▶ _The problem_: Find each line below that contains the word "with", and copy every one of them in full.

▶ _Given information_:
— start —

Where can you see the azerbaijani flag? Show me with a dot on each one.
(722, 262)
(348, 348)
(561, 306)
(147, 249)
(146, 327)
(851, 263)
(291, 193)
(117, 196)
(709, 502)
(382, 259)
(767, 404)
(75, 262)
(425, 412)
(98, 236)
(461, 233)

— end —
— start —

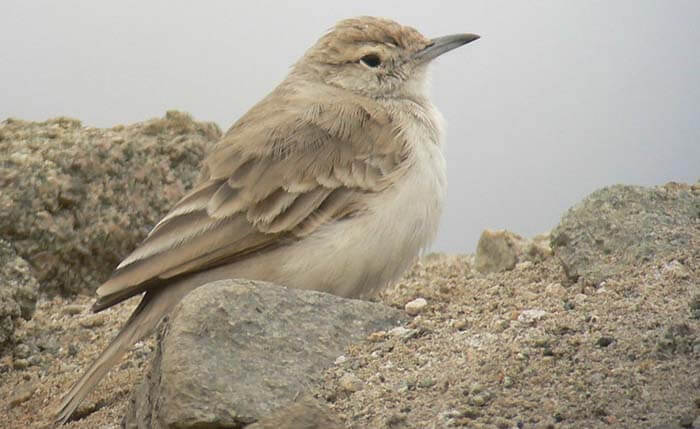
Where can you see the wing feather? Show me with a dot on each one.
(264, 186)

— end —

▶ _The completed task_:
Where can you see the azerbaijani flag? Show me with a dot on each one.
Where can you see the wing feather? Show me with a dot on each one.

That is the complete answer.